YOUR TASK:
Copy the stretch from the line containing "TARGET: soldier in green uniform" through the last of the lines below, keeping every line. Shift each x and y value in the answer coordinates by -65.

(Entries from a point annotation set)
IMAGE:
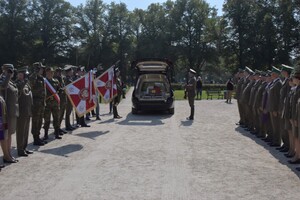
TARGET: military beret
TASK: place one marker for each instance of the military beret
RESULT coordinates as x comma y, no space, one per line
9,67
275,70
192,71
117,70
68,68
23,70
257,72
38,65
49,69
82,69
58,69
287,68
250,71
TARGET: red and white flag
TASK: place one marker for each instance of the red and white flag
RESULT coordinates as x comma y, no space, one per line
106,85
52,90
81,93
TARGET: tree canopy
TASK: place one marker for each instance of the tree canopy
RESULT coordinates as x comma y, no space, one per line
257,34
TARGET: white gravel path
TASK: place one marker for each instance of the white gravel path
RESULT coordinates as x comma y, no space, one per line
154,156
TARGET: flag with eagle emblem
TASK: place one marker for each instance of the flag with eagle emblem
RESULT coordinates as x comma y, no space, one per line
106,85
81,93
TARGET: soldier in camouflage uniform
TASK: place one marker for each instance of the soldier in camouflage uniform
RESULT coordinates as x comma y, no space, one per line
38,89
117,99
69,107
25,108
52,106
62,95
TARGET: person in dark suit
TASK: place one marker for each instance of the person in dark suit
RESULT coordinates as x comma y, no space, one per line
191,92
273,106
25,106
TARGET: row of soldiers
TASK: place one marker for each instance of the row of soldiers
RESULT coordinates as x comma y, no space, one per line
269,107
26,97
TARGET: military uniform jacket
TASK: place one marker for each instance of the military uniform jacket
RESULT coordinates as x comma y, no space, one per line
9,91
61,92
294,100
259,95
253,92
38,87
287,108
246,93
49,96
274,96
25,98
284,91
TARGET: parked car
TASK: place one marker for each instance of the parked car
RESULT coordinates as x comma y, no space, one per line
152,89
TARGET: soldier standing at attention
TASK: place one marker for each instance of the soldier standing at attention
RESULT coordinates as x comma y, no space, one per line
69,107
25,106
62,95
52,105
117,99
284,91
273,106
9,92
38,89
191,92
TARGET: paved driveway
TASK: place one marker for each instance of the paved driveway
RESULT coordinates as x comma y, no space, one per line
154,156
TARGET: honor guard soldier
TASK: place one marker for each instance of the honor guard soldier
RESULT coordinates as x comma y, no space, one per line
25,112
52,104
273,106
38,89
117,99
62,95
191,92
68,79
9,92
284,92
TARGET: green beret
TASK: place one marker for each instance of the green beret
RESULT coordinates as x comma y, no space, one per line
250,71
23,70
8,67
287,68
192,71
275,70
49,69
68,68
38,65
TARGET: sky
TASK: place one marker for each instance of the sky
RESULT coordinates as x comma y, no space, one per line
143,4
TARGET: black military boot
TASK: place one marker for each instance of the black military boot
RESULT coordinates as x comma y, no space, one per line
46,135
56,133
191,117
37,141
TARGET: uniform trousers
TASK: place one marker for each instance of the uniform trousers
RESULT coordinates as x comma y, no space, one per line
22,133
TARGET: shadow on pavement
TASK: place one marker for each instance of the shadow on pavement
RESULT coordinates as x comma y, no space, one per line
63,150
186,123
275,153
145,119
92,135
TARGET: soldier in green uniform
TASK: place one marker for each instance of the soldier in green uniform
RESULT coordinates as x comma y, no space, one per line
68,79
25,106
191,92
52,105
38,89
285,72
62,95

CORRECT RESPONSE:
TARGET: soldier in green uniform
TASK: place one marker for each instance of the soldier in green uniform
RESULT coordinates as x comma y, no space, one per line
3,14
-40,41
126,27
-13,40
-27,24
220,7
-3,30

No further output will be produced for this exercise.